* [Excerpted text]:
[start]
What comes in between is an unending hustle. To buy a car means entering a world of markups in the thousands of rubles. A place in a good kindergarten requires 100 rubles - or better, $10 - slipped to the local school inspector. To find a pair of jeans or even the cheapest Western luxury inevitably means a trip to places such as Moscow's Vidnoye Market or Odessa's City Market, vast parking lots of primitive commerce that seem like market scenes in the paintings of Brueghel or Bosch. Crowds form around old women who sell shampoo, hairpins and lipsticks out of tattered plastic bags.

``In a way, this is the real economy, and it touches all of us, every day of our lives,'' said Yuri Shchekoshikin, a deputy in the national legislature who writes about the black market for the weekly Literaturnaya Gazeta.

Everyday survival here requires of everyone - from childhood to old age - a street savvy that makes life in the inner cities of the West seem innocent by comparison. Many older Soviet people say the situation is much like it was after World War II. Survival is a degraded art form requiring such skills as knowing under which bridge the black-market gasoline dealers operate on Tuesdays and what sort of Western chocolates to give a schoolteacher on a state holiday so that a child can get decent treatment in the coming semester.

Anatoli Golovkov, the resident expert on economics at Ogonyok magazine, said, ``There is nothing to buy through ordinary channels, but you can get anything you need if you are willing to play the game and pay big money. The whole process makes all of us cynical about the law and ourselves. It degrades us. But what's the choice?

``For example, say I have guests coming, and I need a cut of meat, a couple of bottles of booze and a carton of good cigarettes. There's really just one option. With a fistful of money, you go to one of the city markets. The state-run stalls are nearly empty. But you explain what you need to someone. He nods, and never saying a word, he writes down a price on a slip of paper and says, `Come back in an hour.' When you come back, the package is all wrapped up in a copy of Pravda and off you go.''

The demands of the ``shadow economy'' have no sense of propriety. Take the story of Irina, a young worker, who was faced last month with the immense task of putting together a funeral for her mother:

``Mother died, and I knew immediately this was going to run into big money for us. Soviet law guarantees that we all get a free funeral and burial. But that is a joke. The first stop was the bank. First, Mother's body had to be taken to the morgue. We were told that the morgues were all filled up, and they wouldn't take her. But when we paid 200 rubles to the attendants, they took her. Then there was the 50 rubles for her shroud.
[end]
* [Actions to take]:
1. Render this sentence from the black-market text in Spanish: "Many older Soviet people say the situation is much like it was after World War II."
2. Name every newspaper or magazine mentioned in the black-market text.
Rely only on the black-market text to answer.

Point placement records:
[start]
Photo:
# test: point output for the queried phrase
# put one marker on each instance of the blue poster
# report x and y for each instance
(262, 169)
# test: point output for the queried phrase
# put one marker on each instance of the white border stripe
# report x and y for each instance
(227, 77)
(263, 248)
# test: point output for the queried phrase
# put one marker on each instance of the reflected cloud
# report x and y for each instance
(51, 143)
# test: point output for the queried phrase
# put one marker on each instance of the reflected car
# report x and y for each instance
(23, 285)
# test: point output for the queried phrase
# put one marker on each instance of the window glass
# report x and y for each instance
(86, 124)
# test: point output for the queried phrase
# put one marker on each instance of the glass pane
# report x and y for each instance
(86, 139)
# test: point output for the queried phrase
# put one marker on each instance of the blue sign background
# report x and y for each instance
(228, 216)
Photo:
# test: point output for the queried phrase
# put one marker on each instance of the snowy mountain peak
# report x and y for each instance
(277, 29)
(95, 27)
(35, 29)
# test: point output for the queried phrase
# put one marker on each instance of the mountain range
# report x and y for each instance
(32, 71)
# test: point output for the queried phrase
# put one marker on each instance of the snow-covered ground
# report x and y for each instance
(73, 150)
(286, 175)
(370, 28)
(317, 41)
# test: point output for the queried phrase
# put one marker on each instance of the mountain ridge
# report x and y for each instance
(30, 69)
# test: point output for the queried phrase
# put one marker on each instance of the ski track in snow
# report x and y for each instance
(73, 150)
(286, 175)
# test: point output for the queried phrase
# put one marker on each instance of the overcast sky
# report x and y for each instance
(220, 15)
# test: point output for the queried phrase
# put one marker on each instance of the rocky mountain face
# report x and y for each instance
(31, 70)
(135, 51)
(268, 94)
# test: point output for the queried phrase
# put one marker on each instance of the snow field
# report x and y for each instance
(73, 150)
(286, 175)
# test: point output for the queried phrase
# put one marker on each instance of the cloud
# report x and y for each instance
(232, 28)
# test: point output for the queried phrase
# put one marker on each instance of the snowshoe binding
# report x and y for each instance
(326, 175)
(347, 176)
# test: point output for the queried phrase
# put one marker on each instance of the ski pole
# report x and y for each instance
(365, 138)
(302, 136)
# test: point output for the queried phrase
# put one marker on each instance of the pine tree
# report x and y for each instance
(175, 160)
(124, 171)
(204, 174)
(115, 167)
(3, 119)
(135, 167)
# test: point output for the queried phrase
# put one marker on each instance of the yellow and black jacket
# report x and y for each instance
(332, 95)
[end]
[start]
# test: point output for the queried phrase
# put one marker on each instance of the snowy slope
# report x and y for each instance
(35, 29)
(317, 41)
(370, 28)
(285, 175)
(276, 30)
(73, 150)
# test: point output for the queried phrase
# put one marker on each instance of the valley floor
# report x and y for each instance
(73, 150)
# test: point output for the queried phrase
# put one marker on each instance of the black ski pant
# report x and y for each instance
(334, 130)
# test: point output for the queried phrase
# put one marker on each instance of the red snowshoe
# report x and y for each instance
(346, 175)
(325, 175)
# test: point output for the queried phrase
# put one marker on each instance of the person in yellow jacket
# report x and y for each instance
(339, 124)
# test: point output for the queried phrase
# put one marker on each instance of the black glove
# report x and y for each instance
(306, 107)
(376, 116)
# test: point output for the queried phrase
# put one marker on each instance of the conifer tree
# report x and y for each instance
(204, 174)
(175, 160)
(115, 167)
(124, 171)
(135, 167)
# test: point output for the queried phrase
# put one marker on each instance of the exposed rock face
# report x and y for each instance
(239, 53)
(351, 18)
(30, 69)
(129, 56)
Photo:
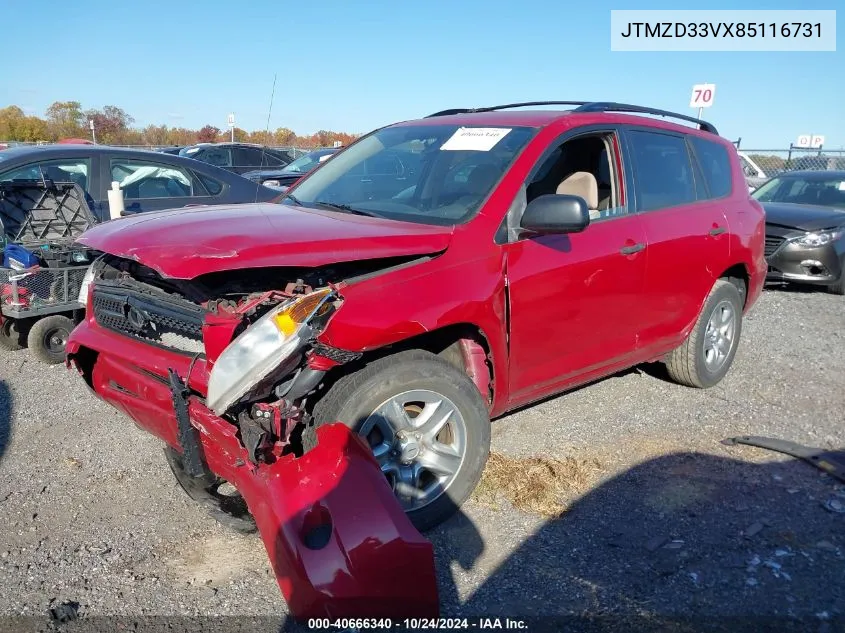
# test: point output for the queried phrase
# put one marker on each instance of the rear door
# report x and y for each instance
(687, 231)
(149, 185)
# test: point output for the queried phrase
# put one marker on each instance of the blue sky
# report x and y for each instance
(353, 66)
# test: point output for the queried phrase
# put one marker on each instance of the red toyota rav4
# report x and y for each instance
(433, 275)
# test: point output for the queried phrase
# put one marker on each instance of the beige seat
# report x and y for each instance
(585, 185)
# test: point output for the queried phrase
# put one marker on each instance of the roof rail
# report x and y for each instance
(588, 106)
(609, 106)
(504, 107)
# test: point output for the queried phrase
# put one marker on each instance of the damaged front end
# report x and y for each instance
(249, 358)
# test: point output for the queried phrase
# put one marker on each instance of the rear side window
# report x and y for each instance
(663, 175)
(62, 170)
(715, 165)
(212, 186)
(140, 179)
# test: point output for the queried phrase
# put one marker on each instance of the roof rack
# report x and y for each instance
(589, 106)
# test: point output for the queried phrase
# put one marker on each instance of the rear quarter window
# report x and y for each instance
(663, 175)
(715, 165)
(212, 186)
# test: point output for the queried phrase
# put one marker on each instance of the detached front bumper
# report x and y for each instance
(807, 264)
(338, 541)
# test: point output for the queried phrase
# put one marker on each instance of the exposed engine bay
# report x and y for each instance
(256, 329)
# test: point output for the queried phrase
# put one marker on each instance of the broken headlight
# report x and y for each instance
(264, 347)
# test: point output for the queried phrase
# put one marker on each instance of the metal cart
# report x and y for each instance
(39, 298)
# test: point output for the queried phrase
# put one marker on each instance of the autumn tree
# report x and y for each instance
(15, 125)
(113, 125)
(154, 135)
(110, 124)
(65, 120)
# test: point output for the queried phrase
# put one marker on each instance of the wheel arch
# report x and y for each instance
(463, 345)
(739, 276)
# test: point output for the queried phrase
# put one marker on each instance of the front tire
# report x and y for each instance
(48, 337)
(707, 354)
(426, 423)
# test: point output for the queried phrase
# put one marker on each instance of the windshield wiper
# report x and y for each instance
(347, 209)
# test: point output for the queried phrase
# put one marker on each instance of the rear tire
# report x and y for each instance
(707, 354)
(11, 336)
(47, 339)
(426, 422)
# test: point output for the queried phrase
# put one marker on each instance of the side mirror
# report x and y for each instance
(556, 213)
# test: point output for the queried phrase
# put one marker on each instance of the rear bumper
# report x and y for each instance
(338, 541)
[end]
[start]
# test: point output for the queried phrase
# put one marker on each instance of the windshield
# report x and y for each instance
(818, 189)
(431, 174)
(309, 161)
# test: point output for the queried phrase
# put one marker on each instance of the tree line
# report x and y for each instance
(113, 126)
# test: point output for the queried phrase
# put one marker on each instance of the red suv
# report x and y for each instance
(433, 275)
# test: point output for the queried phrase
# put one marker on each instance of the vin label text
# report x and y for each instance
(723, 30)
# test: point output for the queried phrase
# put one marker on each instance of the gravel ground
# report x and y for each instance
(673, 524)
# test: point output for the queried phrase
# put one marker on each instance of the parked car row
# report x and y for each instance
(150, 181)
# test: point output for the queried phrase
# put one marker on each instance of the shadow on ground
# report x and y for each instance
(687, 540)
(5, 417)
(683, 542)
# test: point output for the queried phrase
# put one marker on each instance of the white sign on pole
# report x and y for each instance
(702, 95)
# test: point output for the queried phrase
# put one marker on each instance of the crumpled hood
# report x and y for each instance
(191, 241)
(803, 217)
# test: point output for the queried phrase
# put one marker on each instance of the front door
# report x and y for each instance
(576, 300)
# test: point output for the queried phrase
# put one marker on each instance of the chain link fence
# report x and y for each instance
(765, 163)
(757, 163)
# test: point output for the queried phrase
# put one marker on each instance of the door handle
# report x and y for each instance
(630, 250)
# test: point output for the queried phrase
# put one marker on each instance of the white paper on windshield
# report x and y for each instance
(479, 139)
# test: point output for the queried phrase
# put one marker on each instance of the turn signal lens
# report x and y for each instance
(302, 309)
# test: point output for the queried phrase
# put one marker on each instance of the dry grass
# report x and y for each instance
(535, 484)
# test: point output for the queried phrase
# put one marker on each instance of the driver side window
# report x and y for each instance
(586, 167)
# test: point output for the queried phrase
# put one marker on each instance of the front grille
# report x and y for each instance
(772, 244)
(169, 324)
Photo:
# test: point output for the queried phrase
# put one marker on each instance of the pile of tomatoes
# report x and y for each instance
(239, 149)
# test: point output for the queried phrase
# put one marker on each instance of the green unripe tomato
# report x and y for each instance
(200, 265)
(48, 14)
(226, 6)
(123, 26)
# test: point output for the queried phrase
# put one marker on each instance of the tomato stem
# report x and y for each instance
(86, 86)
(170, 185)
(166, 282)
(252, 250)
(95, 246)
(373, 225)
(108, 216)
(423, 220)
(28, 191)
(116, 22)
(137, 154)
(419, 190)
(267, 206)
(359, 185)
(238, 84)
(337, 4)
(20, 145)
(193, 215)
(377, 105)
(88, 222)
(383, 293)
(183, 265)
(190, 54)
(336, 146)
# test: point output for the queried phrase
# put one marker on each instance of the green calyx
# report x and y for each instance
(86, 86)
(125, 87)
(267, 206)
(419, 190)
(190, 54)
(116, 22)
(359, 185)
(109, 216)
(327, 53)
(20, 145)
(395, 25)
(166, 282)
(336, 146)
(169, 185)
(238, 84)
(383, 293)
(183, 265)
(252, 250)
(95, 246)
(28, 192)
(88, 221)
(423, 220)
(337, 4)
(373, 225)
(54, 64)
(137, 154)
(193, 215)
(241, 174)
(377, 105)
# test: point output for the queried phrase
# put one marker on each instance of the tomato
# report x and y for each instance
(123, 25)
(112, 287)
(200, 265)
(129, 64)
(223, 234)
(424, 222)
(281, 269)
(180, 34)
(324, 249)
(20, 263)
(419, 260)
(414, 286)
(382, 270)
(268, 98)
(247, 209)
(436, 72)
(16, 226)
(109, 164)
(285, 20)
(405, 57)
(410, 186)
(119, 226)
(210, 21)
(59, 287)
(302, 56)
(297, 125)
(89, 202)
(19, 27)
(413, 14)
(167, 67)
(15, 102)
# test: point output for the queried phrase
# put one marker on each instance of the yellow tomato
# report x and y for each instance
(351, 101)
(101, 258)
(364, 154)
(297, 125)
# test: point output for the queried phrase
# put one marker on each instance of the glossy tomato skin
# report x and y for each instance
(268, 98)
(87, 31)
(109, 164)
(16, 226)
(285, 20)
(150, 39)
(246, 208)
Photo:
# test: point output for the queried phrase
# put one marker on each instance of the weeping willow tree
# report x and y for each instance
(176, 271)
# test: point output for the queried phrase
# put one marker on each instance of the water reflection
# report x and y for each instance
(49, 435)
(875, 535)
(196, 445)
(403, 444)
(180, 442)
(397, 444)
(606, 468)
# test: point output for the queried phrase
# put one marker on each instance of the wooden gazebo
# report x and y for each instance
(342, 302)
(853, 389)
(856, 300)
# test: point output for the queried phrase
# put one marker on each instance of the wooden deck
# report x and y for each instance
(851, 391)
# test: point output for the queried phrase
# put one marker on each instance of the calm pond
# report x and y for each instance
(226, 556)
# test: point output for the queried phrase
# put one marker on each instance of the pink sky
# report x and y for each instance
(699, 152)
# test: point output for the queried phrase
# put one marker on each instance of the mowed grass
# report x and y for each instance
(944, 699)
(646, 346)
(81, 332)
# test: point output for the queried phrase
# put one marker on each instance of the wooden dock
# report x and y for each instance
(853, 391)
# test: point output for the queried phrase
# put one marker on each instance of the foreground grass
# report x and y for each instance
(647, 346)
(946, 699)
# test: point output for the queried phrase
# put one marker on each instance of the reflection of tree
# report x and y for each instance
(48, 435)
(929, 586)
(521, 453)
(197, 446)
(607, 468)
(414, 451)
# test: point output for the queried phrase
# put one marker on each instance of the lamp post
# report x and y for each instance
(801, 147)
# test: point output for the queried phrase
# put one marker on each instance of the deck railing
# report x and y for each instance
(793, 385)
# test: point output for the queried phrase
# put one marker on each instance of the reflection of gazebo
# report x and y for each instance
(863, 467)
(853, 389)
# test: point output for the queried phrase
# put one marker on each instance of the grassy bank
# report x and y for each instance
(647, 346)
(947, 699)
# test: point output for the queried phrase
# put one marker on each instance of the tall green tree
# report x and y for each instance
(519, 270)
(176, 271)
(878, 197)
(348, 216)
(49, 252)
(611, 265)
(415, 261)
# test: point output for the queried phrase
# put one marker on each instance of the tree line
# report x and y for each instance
[end]
* [Problem solutions]:
1. Muchas personas soviéticas mayores dicen que la situación es muy parecida a la que había después de la Segunda Guerra Mundial.

2. Literaturnaya Gazeta, Ogonyok, Pravda